+++ Brano fornito
Il sonoro dell'anima

Il sonoro dell’anima
La casa di Goffredo Parise a Salgareda e il suo ambiente naturale

Maria Gregorio, ICOM Italia

Relazione presentata al convegno annuale
 dell’International Committee for Literary and Composer Museums (iclm)
Oslo, 17-21 giugno 2012


Appena ho saputo che il tema dell’incontro di quest’anno sarebbe stato “Literary and Composer
Museums and the spirit of the place”, ho immediatamente pensato che dovevo parlare delle case abitate da Goffredo Parise nella regione che egli riconosce quale sua vera patria, il Veneto: l’una, dove ha trascorso gli ultimi anni di vita, a Ponte di Piave, ma in particolare l’altra, a Salgareda, in un minuscolo borgo a pochi chilometri di distanza, sulla riva del Piave, il fiume più caro alle memorie “patrie” d’Italia.
++++++
+++ Estratti del materiale
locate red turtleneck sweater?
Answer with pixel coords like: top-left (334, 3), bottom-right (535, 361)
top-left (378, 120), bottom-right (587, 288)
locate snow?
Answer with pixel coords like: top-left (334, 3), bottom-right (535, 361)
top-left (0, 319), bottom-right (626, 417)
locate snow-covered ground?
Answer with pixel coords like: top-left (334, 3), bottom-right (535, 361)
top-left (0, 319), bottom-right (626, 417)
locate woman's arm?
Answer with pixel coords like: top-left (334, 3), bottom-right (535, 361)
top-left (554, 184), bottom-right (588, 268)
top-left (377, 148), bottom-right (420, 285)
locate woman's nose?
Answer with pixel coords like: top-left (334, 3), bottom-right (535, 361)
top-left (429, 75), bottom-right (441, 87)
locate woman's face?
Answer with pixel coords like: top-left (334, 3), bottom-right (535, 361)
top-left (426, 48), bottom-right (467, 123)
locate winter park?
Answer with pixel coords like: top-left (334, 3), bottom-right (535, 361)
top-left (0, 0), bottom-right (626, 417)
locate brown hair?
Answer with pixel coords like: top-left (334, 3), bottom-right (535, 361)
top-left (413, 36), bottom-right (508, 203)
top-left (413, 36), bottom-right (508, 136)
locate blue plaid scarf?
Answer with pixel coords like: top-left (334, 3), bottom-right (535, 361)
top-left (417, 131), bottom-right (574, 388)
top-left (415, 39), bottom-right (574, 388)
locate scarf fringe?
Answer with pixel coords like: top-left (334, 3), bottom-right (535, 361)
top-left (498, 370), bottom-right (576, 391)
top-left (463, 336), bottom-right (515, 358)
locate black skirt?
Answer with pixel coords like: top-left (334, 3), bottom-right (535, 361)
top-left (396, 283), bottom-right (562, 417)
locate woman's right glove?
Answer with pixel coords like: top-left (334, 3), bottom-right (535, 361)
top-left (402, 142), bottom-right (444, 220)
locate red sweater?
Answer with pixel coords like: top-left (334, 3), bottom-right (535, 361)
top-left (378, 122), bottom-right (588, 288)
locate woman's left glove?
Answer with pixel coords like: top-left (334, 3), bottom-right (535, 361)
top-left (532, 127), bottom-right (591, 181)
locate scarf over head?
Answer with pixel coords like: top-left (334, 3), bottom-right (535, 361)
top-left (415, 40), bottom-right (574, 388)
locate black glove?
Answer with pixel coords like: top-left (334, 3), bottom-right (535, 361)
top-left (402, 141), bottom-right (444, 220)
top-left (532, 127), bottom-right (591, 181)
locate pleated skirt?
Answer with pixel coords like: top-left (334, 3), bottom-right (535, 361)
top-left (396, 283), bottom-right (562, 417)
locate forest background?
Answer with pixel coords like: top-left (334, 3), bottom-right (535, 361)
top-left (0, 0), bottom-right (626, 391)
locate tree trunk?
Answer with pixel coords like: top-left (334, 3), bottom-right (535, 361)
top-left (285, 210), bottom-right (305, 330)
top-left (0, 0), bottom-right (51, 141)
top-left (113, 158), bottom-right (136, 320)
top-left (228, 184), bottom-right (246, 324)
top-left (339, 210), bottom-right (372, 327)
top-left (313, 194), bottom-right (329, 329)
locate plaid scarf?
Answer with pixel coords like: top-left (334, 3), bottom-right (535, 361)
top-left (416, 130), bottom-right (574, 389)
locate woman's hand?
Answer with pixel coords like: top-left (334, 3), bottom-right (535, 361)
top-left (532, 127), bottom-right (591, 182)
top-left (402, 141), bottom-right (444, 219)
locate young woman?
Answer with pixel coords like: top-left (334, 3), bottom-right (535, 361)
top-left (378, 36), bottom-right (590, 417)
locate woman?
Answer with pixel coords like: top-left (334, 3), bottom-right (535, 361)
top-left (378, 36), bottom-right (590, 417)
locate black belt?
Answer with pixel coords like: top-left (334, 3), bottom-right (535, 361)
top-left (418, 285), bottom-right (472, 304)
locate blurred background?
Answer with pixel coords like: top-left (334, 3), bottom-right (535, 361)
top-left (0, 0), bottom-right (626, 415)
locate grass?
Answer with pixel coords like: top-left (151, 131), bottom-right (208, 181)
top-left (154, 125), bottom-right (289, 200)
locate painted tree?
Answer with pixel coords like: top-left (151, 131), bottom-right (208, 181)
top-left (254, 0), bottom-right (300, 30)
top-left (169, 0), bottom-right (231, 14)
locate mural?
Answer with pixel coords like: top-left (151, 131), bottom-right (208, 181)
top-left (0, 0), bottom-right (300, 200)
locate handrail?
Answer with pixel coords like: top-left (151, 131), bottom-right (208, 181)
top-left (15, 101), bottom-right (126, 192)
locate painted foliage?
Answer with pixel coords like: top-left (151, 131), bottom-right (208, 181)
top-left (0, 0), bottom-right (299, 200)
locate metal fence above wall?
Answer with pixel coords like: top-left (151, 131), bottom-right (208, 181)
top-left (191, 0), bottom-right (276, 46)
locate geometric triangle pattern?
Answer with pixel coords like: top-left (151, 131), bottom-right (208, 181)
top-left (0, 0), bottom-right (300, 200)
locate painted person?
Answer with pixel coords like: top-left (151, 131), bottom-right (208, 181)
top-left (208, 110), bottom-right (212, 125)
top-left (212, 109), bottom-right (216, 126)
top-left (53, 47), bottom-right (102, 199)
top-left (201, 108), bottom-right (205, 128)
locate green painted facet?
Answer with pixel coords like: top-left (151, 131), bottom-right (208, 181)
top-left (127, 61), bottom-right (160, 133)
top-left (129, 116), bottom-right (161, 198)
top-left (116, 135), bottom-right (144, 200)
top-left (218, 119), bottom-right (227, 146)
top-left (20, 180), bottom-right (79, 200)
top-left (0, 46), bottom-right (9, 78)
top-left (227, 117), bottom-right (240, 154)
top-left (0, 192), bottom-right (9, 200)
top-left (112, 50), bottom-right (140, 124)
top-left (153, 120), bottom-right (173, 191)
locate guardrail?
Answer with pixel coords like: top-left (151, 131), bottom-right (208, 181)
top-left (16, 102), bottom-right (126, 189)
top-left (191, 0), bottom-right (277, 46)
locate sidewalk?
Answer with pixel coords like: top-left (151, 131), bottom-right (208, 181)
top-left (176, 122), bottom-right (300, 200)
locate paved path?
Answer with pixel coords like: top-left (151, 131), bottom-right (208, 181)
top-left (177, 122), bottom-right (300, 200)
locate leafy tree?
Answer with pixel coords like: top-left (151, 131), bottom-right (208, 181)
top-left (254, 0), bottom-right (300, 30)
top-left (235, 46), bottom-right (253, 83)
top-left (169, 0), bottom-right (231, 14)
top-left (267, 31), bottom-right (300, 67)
++++++
## Cosa farai
**a)** Rispondi a queste domande sulla relazione su Goffredo Parise:
(i) In quale città e in quali date è stata presentata?
(ii) Quale regione Parise riconosce come sua vera patria?
(iii) In quale località ha trascorso gli ultimi anni di vita?
**b)** Prosegui la relazione su Goffredo Parise a partire dall'ultima frase riportata.
Il materiale è indipendente dalla relazione su Goffredo Parise.

## Risposte
**a)**
(i) A Oslo, dal 17 al 21 giugno 2012.
(ii) Il Veneto.
(iii) A Ponte di Piave.

**b)**
Questa seconda è una casa di magica bellezza, in perenne dialogo con la natura fiabesca che l’avvolge. Casa e paesaggio, non soltanto racchiudono in sé e trasmettono perfettamente integro lo spirito di chi vi ha abitato e della sua opera, ma pongono anche un quesito museologico di grande interesse. Tre motivi più che sufficienti, a mio modo di vedere, per parlarne agli amici e colleghi dell’iclm.

Goffredo Parise, nato a Vicenza nel 1929 e morto nel 1986, appunto a Ponte di Piave, è uno dei grandi scrittori del Novecento italiano, tuttora molto presente ai lettori, non da ultimo anche grazie all’apertura delle due case, nel 2004, la prima, e nel 2006, quella di Salgareda.
Dalle date si desume che dopo la sua morte le case sono rimaste “nascoste” agli occhi del pubblico per circa vent’anni, durante i quali hanno avuto una sorte singolare. Racconta Claudio Rorato – alla cui cura entrambe sono affidate e alla cui sapienza io stessa mi sono affidata –, che durante quel lungo sonno nulla vi è stato modificato.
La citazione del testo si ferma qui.